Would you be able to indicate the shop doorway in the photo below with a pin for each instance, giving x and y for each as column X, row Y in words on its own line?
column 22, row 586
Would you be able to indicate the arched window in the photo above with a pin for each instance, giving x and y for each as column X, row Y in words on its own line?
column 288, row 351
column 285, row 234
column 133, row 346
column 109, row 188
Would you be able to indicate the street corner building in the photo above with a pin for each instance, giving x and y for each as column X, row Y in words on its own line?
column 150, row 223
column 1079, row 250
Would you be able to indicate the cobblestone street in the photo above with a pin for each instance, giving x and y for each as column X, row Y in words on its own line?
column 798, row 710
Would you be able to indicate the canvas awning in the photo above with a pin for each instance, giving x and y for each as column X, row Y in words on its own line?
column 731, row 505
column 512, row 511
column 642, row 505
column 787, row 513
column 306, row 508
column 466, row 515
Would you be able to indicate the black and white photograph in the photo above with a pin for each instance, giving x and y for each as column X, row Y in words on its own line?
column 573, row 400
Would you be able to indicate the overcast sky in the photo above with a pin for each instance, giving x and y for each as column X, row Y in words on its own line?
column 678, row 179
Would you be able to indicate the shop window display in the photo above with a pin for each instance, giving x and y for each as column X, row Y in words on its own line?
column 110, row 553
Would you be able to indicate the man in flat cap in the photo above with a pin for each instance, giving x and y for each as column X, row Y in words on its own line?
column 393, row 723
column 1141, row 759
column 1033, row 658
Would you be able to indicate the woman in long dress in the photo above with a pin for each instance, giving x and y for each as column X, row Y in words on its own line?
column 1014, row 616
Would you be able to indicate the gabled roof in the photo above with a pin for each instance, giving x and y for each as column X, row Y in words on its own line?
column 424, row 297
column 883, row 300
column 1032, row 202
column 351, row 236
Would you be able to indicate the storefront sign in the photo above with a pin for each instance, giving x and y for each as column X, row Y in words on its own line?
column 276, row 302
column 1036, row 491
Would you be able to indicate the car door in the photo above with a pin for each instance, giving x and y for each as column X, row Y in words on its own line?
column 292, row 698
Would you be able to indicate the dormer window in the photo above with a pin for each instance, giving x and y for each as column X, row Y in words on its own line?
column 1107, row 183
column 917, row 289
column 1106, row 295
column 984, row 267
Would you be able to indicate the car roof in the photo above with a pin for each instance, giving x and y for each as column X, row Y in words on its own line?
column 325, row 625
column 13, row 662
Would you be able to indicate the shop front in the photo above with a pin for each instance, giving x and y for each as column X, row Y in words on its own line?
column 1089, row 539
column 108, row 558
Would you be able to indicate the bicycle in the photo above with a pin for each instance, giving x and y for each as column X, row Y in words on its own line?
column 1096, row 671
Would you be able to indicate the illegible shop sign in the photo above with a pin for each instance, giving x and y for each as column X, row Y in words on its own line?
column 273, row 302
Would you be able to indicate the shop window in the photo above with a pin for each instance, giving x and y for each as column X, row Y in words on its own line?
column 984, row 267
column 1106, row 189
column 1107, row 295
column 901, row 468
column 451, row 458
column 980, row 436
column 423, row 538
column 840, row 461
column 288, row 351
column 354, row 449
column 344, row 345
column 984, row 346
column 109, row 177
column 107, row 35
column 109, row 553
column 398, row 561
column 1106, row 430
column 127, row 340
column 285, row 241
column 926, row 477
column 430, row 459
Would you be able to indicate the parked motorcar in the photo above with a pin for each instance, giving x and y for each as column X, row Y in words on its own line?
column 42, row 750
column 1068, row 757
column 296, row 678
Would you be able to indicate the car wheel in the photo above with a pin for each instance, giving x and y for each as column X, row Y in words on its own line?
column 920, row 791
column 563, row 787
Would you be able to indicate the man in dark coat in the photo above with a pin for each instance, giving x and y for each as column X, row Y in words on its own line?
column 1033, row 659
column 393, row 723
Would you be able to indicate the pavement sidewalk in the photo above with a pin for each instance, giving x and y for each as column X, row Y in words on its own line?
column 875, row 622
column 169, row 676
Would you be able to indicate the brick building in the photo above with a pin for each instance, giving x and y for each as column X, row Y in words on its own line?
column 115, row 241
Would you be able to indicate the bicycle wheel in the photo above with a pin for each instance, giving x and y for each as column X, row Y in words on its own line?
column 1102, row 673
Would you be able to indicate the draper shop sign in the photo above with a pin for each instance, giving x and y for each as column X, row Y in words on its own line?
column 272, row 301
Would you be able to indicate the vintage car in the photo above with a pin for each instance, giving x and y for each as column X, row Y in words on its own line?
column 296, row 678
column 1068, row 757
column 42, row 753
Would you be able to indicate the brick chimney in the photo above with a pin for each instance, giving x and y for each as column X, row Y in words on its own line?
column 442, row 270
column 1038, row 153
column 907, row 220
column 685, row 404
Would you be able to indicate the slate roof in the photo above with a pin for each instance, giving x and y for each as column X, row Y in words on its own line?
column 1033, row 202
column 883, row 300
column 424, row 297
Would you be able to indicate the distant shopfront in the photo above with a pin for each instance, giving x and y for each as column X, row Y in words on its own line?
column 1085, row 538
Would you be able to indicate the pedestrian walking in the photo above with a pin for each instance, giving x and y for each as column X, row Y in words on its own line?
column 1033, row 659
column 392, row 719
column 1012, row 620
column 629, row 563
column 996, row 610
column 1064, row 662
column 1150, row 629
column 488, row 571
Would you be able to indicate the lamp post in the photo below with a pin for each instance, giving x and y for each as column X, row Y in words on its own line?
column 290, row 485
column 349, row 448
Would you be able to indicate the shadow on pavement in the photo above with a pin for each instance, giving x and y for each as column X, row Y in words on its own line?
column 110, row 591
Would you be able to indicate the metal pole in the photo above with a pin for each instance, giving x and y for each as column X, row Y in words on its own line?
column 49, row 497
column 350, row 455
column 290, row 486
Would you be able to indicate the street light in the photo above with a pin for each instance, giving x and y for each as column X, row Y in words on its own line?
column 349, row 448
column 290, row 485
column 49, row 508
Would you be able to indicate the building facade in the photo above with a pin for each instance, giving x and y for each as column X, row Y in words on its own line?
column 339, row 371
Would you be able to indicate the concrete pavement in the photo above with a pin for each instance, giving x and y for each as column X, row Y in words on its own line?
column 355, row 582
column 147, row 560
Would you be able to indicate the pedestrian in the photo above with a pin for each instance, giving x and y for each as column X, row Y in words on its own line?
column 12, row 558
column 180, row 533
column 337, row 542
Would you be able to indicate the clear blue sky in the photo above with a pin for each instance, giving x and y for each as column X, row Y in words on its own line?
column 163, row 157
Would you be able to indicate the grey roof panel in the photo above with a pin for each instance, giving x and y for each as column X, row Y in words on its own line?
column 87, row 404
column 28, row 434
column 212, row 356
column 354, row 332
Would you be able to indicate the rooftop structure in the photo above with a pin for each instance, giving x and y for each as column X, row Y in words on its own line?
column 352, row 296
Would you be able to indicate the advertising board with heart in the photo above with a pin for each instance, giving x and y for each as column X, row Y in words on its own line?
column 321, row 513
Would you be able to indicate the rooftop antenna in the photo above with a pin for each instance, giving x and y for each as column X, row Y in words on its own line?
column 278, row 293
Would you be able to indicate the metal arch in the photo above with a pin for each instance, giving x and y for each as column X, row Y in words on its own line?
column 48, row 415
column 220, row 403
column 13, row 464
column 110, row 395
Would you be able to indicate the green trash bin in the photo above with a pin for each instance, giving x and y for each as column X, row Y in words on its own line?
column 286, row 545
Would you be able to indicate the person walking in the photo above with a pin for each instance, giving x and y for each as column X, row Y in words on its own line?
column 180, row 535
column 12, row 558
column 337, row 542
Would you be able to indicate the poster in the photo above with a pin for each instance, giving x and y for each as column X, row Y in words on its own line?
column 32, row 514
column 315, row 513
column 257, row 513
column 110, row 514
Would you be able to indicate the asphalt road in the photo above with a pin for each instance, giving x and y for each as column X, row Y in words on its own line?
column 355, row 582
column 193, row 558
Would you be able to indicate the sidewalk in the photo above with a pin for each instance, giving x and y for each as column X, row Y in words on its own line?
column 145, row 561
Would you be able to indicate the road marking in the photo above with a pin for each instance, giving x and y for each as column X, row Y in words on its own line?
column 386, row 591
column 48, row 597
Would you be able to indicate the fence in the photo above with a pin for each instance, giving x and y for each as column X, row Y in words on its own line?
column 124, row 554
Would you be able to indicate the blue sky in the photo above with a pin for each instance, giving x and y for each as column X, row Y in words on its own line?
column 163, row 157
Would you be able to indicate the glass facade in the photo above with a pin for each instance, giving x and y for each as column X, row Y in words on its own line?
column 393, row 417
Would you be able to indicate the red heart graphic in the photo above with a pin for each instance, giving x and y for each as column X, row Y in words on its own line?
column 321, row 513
*****
• _What you will do_
Can you write out only the part of the records that opens with the line containing "Would you be able to indicate the shop window display" and closes with the line containing "column 13, row 662", swapping "dormer window" for "attic window" and keeping everything else as it is?

• _Output of the exercise_
Would you be able to indicate the shop window display in the photo above with a pin for each instance, giving x and y for each as column X, row Y in words on its own line?
column 110, row 553
Would you be able to indicate the man in flat cap in the photo above with a pin for each instance, giving x and y for each as column X, row Y in words on its own line?
column 393, row 723
column 1141, row 759
column 1033, row 658
Would you be able to indicate the woman in long dress in the photo above with a pin for each instance, giving x and y for each as column X, row Y in words on its own line?
column 1014, row 616
Would you be able to indicate the gabled roof in the photo above with a pin for each instance, giving x and y for each as column X, row Y in words on its own line?
column 424, row 297
column 883, row 300
column 1032, row 202
column 351, row 236
Would you be able to indicate the storefront sign in the photo above with a pin for each instance, giving x and y for each as column X, row Y in words on its own line?
column 276, row 302
column 1036, row 491
Would you be able to indicate the car door in the photo above with a pin for each instance, giving x and y for each as column X, row Y in words on its own line?
column 292, row 698
Would you be able to indicate the attic window in the photo above with a pin for each instance, giving x and y for each as column X, row Y in words on its own line?
column 1107, row 183
column 917, row 289
column 1106, row 295
column 984, row 267
Would you be able to indicate the car roof in the photo above with a pin for each instance, giving x and y for each as column X, row Y in words on its own line?
column 325, row 625
column 13, row 662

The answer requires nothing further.